#### [Stated goal A]
Please update the enrollment passage between "I realized that" and "of *eligible* students.", inclusive, replacing "Director of Advising" with "Dean of Students".
#### [Stated goal B]
Write what comes next in the enrollment passage, picking up after its final sentence.

** BEGIN Reading passage **

**`Data Pulled at 11:00am 1.8.25 Comparing Those Present In Fall 2024 With Those Enrolled in Spring 2025`**

# Comparing Enrollment Of Previous Semester With Current Semester

The main barometer of the successful efforts of the academic advising staff is whether *current* students reenroll for the next semester. Marketing and admissions are typically responsible for recruitment efforts. While this is not true at all Higher Ed institutions, it is true at most. Academic Advisors are responsible for making sure students understand school policies, are enrolled in the appropriate classes for their major, are taking courses in a strategic manner so as to knock out prerequisite courses first, and to help students learn how to balance personal, professional, and collegiate obligations. Typically, advisors do not have any direct impact on intake of *new students*. Since this is the case, I wrote the following algorithm to sort through students who were enrolled in the previous semester and compare them against the students who are enrolled in the current semester. When I first wrote the algorithm several years ago, I quickly realized that we needed to be clear about which students we were reaching out to for enrollment in the current semester from the previous semester. 

**Eligible Students**

I realized that we needed to be clear about who the *eligible* students from the previous semester was. If I was not clear with that in my report to the Director of Advising and the VP of Enrollment Management, it would incorrectly communicate we had, say, 2700 students from one semester who had not enrolled when in reality we only 1500 *eligible* students who had not enrolled. There are some students who should not be in our list of *eligible* students.

** END Reading passage **
** BEGIN Material provided **

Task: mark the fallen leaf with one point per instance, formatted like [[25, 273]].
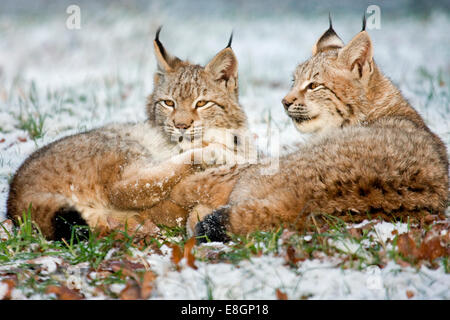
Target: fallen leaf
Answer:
[[147, 284], [409, 294], [176, 254], [355, 232], [290, 255], [407, 246], [11, 283], [131, 291], [281, 295], [190, 259], [64, 293], [431, 249]]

** END Material provided **

#### [Exercise response A]
I realized that we needed to be clear about who the *eligible* students from the previous semester was. If I was not clear with that in my report to the Dean of Students and the VP of Enrollment Management, it would incorrectly communicate we had, say, 2700 students from one semester who had not enrolled when in reality we only 1500 *eligible* students who had not enrolled. There are some students who should not be in our list of *eligible* students.

#### [Exercise response B]
First, many colleges have an office that exclusively works with high school students--an office of High School Partnerships. Since there is an office that carries out that task, then high school students should be removed from the list because the academic advising staff is not responsible for those students. Every college also has a specific set of advisors who work with International Students. Given the myriad of laws these advisors are aware of and most follow, the general advising staff does not reach out to these students or have interaction with them. Therefore, international students are taken out of the mix. Every semester, some students graduate. These students, most of the time, are not continuing with the college. Therefore, to make sure that the outreach efforts reflect these students' accomplishments and graduation, they are removed from the eligible students who could enroll in the current semester. Finally, sometimes there are holds on students' accounts that prevent them from enrolling in the current semester--AR holds, Academic Suspension, TB Test Holds, and VP of Student Services holds. These students are also removed from the eligible students. 

Once these sets of filters are ran on the students from the previous semester as compared to those enrolled for the current semester, the final list can be pulled and distributed to advisors for outreach. This list shows the *eligible* students who have not yet enrolled for the current semester but were enrolled in the previous semester; it is used by the advising staff to try to encourage *current* students to reenroll for the new semester. These kinds of targeted outreach efforts have increased the persistence of continuing students up to 7% some semesters. 

In [None]:
import pandas as pd
import numpy as np

from pathlib import Path
import os

import openpyxl
import xlsxwriter

from processing import (
    select_term,
    enrolled_for_upcoming,
    final_df
)

import warnings
warnings.filterwarnings('ignore')

## Parameters

In [None]:
# File directory path
DATA_PATH = Path.cwd().parent

# ----------------------------------------------------------------
# Excel file of last five semesters (fall or spring) created with 
# data cleaning and set up of credit hour report for BI reporting
# ----------------------------------------------------------------
SEM_DATAFRAME = 'SP21 - SP25 CrHr Enrollment.xlsx'

# Upcoming semester code (six digit integer code)
UPCOMING_TERM = 202510

# csv of previous semester or semester that is in progress pulled from Argos
PREVIOUS_SEM_ENROLLMENT = '202480 Enrollment.csv'

# Major List
MAJR_LIST = 'Major Descriptions.csv'

# Holds data pulled from Argos. Should be holds for semester that is 
# currently in progress or just completed
HOLDS_DATA = '202480 Holds and Phone Numbers.csv'

# Semester that just completed or is currently in progress graduation data
# This is pulled from Banner through PL/SQL
GRAD_DATA = 'FA24 Graduates.csv'

# Create saved file names
ELIGIBLE_STUDENTS_XLSX_FILE = '202480 Not Enrolled in 202510.xlsx'
ELIGIBLE_STUDENTS_XLSX_FILE_MASTER = '202480 Not Enrolled in 202510 Master DF.xlsx'

In [None]:
# Download last five fall or spring semesters from daily dashboard update
enrollments = (pd.read_excel(f'{DATA_PATH}/{SEM_DATAFRAME}')
                 .rename(columns = str.upper)
              )

In [None]:
# Isolate the unique IDs from Fall or Spring dataframe
unique_enroll = pd.DataFrame(enrollments.groupby('TERMID').first()).reset_index()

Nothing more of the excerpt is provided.